> **Consigne de l'exercice**
Pouvez-vous reproduire à l'identique le passage du matériau qui va de la ligne contenant « ping: person's ear » jusqu'à la ligne contenant « [844,110,887,155] », ces deux lignes comprises, et rien d'autre ?

┄┄┄┄┄┄┄┄┄┄

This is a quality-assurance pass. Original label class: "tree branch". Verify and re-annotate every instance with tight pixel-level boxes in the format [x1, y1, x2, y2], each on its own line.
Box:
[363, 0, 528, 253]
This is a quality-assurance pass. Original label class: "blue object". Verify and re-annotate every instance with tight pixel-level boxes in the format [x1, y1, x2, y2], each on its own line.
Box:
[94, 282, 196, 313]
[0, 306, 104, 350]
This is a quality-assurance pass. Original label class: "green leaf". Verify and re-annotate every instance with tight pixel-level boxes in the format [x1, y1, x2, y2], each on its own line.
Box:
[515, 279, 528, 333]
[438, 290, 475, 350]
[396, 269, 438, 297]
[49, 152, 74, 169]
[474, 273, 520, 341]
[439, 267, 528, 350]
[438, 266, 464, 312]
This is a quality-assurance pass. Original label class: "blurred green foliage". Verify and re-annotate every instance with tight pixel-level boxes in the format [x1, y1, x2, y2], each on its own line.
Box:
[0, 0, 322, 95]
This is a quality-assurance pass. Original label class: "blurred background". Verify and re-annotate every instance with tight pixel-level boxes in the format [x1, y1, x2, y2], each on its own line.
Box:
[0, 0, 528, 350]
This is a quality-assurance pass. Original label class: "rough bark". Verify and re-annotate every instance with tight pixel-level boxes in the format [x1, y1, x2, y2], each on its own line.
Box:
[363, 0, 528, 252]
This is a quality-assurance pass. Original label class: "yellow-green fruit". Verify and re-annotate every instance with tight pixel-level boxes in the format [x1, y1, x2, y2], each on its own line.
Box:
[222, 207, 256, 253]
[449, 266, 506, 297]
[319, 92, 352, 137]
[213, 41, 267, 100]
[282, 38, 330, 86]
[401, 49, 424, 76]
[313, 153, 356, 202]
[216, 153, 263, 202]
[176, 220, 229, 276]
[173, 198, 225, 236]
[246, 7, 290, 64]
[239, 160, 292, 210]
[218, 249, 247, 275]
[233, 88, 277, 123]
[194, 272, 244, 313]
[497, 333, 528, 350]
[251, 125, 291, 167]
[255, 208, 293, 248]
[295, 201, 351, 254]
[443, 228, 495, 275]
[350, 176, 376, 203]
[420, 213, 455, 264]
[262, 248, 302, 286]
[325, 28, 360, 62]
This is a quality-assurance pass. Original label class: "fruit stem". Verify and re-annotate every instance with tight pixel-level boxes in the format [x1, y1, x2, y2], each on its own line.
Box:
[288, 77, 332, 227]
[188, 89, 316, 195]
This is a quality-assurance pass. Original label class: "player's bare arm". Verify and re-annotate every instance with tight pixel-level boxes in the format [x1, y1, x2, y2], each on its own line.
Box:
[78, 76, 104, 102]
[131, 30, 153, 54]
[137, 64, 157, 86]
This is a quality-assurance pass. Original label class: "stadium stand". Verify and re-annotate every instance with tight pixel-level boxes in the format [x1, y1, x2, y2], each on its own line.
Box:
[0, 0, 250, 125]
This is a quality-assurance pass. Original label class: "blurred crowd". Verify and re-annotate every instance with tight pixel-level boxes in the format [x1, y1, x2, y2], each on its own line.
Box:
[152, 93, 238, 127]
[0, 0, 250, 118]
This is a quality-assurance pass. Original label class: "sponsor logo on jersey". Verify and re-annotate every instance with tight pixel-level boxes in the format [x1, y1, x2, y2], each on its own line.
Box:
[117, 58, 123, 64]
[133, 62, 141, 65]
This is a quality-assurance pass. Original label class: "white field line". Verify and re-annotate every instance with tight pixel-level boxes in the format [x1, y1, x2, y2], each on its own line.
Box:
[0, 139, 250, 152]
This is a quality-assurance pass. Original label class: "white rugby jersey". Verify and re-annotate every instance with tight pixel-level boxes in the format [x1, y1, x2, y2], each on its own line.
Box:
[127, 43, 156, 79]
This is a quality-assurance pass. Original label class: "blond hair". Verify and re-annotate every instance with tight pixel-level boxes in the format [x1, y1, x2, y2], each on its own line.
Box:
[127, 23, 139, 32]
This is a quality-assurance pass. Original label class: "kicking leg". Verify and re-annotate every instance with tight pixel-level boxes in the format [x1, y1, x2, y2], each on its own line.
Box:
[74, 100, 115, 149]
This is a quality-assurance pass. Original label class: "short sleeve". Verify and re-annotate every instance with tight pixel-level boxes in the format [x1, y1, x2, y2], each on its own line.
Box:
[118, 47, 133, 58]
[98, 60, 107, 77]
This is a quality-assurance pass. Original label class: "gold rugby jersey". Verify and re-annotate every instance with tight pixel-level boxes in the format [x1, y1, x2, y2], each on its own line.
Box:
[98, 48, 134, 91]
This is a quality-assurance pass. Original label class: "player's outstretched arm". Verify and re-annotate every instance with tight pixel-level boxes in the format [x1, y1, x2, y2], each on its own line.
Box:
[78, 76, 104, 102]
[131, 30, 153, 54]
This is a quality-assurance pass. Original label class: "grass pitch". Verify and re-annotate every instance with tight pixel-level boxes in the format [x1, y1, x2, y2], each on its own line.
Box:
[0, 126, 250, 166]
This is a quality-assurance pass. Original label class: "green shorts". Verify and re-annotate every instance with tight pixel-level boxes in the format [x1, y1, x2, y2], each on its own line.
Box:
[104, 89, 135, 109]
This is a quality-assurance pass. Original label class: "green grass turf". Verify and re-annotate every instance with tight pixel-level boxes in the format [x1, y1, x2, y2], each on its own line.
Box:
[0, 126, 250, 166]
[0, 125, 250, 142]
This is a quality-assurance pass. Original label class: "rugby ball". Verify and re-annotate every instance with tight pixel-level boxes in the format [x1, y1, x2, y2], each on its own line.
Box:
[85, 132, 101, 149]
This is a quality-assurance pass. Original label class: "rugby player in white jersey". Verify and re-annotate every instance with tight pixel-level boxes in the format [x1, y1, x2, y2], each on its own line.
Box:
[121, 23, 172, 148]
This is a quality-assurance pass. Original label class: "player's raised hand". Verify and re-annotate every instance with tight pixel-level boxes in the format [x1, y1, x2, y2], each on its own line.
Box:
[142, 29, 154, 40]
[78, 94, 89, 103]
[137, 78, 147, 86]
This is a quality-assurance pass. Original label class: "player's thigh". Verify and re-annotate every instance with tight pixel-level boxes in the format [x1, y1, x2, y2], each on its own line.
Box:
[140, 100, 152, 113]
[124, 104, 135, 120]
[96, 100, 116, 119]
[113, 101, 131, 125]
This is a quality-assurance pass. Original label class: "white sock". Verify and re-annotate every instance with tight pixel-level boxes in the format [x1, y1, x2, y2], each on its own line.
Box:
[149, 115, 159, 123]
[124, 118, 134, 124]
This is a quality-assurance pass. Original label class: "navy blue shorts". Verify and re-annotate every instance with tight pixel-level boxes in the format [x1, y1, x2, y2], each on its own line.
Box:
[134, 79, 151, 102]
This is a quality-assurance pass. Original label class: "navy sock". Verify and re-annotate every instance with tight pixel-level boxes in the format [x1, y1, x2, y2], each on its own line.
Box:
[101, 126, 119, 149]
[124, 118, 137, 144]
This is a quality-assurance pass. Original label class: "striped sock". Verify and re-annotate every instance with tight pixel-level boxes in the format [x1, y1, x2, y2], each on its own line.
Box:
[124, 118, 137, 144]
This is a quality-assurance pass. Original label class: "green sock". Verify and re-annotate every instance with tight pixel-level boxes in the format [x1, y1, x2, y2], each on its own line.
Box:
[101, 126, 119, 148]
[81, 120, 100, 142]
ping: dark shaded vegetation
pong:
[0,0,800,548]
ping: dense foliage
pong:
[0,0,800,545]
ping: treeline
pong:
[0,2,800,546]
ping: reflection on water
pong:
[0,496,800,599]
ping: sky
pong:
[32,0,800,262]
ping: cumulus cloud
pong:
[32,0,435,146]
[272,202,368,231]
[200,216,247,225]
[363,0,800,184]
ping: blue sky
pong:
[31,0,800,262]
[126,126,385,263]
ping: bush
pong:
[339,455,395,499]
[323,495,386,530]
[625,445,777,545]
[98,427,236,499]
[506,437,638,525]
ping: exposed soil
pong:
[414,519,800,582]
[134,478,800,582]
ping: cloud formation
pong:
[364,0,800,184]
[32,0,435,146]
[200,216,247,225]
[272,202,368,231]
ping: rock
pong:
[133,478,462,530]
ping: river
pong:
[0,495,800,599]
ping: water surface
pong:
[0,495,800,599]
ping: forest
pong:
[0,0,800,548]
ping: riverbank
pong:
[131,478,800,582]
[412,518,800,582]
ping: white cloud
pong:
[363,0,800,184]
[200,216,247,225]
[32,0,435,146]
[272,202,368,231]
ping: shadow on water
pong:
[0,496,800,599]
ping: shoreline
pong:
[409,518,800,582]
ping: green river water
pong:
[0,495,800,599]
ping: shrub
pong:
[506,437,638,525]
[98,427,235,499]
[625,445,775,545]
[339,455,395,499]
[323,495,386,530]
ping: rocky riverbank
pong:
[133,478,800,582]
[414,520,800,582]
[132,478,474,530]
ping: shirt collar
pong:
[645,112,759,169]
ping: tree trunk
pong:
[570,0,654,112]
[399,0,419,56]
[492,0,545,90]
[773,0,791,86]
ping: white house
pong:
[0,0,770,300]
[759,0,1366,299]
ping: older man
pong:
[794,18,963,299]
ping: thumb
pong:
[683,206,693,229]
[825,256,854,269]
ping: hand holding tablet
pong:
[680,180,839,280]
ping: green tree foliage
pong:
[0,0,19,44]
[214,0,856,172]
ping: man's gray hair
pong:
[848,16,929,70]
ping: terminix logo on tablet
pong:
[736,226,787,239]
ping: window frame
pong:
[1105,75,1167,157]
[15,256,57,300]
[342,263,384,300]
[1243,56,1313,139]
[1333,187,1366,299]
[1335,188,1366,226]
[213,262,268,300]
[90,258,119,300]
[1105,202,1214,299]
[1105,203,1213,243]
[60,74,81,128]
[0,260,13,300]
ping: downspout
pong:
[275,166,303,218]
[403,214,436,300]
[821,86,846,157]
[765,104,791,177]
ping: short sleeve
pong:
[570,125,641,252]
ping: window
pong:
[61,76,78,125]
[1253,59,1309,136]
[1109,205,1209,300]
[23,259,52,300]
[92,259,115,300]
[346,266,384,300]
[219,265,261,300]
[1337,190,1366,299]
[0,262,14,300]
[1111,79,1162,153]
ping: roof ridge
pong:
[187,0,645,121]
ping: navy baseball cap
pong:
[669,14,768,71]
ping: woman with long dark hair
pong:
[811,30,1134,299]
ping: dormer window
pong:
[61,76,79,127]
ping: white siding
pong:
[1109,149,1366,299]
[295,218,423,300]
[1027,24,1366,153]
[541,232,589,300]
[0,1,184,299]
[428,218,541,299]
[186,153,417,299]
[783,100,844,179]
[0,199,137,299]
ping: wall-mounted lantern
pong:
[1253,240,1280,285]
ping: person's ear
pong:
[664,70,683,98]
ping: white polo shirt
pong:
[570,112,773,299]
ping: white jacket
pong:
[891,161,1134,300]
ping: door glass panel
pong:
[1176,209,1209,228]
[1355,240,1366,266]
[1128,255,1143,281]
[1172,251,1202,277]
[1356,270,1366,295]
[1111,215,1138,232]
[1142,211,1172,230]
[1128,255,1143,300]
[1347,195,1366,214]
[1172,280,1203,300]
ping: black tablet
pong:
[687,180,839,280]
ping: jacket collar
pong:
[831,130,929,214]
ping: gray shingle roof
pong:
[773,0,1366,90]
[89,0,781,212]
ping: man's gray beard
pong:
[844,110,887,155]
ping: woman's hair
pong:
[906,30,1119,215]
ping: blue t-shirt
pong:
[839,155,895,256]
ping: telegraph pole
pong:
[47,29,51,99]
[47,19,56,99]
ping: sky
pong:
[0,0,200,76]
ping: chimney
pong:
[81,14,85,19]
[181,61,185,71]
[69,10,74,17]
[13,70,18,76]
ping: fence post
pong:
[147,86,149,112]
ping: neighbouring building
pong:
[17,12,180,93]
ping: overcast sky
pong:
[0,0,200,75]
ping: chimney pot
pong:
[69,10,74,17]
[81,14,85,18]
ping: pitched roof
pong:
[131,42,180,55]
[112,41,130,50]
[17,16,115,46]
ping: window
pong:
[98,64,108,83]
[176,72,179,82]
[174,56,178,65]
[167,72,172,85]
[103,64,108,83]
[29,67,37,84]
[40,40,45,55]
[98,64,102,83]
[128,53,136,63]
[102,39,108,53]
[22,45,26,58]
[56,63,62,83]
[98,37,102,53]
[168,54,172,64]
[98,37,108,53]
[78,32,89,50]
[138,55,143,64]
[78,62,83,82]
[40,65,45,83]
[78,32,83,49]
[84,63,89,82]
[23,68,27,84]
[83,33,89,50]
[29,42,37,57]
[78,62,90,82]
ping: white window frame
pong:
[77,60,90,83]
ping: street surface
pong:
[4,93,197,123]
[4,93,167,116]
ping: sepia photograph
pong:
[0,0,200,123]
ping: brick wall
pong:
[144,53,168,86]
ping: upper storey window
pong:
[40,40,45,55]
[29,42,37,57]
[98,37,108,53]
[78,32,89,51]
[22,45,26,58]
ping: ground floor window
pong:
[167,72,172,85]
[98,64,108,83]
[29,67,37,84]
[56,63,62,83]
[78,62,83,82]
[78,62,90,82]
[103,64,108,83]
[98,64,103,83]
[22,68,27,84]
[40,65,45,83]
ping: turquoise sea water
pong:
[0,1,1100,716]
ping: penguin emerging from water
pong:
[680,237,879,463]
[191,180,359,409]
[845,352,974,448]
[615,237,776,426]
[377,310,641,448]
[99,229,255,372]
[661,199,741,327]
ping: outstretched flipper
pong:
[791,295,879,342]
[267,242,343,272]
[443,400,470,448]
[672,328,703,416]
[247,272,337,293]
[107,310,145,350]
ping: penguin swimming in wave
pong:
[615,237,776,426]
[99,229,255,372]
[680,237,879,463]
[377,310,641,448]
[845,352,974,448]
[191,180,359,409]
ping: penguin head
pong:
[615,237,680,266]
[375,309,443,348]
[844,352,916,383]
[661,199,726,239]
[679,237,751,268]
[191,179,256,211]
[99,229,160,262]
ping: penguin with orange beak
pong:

┄┄┄┄┄┄┄┄┄┄

> **Corrigé de l'exercice**
ping: person's ear
pong:
[664,70,683,98]
ping: white polo shirt
pong:
[570,112,773,299]
ping: white jacket
pong:
[891,161,1134,300]
ping: door glass panel
pong:
[1176,209,1209,228]
[1355,240,1366,266]
[1128,255,1143,281]
[1172,251,1202,277]
[1356,270,1366,295]
[1111,215,1138,232]
[1142,211,1172,230]
[1128,255,1143,300]
[1347,195,1366,214]
[1172,280,1203,300]
ping: black tablet
pong:
[687,180,839,280]
ping: jacket collar
pong:
[831,130,929,214]
ping: gray shingle roof
pong:
[773,0,1366,90]
[89,0,781,212]
ping: man's gray beard
pong:
[844,110,887,155]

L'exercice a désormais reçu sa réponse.